When you think of threats to the business, you might think of those huge issues that can pop up. A PR disaster, a disagreement with a big client or those kinds of things. It’s more likely that a business is going to suffer a longer, harder fall, however. It’s the little leaks that add up that can sink the whole boat. So you need to get your magnifying glass out and make sure you’re taking care of the following.
Everything in its place
Loss of physical materials and assets is a big problem in a lot of businesses. From construction to production, these problems cost you money. So you should be actively making sure that it isn’t happening. A proper inventory system can help you do just that. From managing asset locations to logging equipment, track as much as your physical inventory as you can. Services like NFC Direct can help you fit the system to the specific model of your business. That way, you’re not missing out on anything important.

» Tasks to complete:
1. Translate this sentence from the passage on business threats into Spanish: "It’s the little leaks that add up that can sink the whole boat."
2. Switch "magnifying glass" to "microscope" in the passage on business threats, and write out the text starting with "When you think" and going on through "of the following.".
The data after this point plays no part in the work here.

» Information supplied:
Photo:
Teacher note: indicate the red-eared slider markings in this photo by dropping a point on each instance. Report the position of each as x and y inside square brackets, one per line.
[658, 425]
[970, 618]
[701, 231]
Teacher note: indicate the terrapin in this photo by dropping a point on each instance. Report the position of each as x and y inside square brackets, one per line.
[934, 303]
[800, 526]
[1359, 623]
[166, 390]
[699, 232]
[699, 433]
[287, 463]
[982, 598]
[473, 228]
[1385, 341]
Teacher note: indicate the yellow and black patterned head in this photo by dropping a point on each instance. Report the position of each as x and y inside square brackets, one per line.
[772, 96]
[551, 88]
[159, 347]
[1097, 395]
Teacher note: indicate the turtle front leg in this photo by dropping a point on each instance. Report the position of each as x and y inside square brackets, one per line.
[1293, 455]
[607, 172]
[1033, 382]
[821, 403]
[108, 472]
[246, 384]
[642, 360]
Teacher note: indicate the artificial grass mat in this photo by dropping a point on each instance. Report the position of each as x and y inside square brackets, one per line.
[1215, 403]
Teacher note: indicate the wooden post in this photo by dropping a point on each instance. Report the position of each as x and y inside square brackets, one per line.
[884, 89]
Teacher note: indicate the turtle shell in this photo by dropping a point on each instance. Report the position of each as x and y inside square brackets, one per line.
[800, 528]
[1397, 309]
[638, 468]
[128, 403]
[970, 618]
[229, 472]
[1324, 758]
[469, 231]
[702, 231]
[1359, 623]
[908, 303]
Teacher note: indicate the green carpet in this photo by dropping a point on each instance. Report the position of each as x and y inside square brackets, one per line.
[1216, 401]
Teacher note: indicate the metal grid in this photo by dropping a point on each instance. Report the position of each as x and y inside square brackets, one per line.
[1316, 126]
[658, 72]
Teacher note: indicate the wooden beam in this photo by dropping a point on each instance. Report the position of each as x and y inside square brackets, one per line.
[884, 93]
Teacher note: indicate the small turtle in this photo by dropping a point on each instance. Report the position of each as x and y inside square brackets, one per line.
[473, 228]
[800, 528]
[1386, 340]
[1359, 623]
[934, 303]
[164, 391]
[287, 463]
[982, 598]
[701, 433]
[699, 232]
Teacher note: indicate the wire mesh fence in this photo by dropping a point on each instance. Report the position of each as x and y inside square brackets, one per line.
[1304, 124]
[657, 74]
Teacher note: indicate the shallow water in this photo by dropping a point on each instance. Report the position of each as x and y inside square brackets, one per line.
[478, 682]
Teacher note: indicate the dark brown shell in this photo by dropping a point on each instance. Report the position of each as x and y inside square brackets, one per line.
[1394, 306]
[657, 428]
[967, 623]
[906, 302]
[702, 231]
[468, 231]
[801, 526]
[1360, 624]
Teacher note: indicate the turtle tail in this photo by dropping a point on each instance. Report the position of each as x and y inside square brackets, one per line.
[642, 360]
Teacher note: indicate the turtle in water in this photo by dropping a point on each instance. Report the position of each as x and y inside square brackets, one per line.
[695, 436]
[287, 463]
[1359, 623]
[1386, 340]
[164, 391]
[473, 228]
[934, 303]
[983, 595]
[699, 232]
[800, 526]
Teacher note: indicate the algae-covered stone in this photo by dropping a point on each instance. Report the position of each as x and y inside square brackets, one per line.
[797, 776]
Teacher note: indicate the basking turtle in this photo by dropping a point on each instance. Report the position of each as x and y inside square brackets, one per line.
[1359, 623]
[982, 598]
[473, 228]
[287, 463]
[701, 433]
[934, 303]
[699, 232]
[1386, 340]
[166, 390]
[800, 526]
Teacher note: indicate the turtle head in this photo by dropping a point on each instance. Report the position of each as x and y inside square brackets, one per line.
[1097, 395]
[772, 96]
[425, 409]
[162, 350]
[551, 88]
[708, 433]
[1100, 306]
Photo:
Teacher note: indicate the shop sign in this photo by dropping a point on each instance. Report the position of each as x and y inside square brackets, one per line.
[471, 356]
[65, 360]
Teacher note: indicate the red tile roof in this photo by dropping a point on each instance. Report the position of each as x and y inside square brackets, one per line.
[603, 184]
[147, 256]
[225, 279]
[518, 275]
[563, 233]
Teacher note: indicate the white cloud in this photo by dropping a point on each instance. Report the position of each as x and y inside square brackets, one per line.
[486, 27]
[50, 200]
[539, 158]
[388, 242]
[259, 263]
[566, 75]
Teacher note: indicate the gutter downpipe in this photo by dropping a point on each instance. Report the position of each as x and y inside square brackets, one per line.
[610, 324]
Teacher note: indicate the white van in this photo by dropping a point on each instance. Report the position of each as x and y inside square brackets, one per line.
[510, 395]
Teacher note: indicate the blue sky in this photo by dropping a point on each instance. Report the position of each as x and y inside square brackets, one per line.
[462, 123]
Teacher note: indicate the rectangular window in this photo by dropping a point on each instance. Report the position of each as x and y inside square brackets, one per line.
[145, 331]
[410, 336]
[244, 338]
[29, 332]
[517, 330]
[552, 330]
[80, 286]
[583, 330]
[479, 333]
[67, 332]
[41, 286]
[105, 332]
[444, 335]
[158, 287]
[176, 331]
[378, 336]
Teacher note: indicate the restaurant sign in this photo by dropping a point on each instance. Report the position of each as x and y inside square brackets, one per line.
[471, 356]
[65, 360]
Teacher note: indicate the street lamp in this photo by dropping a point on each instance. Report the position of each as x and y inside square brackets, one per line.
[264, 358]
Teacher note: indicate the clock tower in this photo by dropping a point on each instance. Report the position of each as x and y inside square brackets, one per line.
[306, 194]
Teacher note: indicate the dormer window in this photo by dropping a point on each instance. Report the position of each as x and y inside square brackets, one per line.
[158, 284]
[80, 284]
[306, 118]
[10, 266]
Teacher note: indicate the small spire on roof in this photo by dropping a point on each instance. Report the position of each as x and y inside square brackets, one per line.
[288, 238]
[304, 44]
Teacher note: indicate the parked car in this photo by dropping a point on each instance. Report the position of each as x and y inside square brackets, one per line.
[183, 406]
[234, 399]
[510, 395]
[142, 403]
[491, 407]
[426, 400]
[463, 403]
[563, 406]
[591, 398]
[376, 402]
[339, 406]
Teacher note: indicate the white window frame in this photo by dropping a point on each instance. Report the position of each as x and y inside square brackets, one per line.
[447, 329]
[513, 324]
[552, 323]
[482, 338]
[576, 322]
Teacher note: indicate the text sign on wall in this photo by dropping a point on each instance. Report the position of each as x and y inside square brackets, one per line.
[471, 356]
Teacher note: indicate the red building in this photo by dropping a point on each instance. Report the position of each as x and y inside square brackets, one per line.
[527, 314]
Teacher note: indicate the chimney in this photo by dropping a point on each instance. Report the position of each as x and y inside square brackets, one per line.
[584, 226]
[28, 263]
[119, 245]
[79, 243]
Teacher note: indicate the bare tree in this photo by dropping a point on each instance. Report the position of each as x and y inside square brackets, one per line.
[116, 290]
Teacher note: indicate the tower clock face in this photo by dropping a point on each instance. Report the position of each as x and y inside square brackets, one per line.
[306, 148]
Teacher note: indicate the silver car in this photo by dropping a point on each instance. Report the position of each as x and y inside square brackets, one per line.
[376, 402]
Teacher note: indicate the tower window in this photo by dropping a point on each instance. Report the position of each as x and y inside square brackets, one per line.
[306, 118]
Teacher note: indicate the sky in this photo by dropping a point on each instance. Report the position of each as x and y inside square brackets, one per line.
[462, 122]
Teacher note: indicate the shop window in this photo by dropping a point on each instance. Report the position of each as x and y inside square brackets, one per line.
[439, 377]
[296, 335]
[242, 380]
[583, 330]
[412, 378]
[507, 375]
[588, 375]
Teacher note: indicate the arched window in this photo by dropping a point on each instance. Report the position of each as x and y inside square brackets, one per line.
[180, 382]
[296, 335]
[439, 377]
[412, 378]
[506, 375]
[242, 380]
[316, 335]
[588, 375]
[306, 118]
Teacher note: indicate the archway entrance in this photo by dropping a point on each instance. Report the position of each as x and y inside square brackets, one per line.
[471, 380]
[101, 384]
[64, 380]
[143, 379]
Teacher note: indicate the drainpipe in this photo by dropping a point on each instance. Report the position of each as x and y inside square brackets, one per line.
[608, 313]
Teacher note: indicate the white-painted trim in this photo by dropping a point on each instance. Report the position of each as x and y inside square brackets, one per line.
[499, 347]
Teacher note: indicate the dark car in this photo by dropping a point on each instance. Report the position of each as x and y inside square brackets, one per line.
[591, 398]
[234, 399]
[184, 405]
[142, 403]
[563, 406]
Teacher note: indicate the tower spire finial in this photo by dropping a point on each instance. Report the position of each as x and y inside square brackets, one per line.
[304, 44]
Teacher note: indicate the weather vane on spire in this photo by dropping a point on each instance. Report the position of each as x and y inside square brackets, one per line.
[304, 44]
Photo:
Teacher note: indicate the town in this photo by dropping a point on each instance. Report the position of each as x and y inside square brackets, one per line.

» Task-by-task results:
1. Son las pequeñas fugas que se van acumulando las que pueden hundir todo el barco.

2.
When you think of threats to the business, you might think of those huge issues that can pop up. A PR disaster, a disagreement with a big client or those kinds of things. It’s more likely that a business is going to suffer a longer, harder fall, however. It’s the little leaks that add up that can sink the whole boat. So you need to get your microscope out and make sure you’re taking care of the following.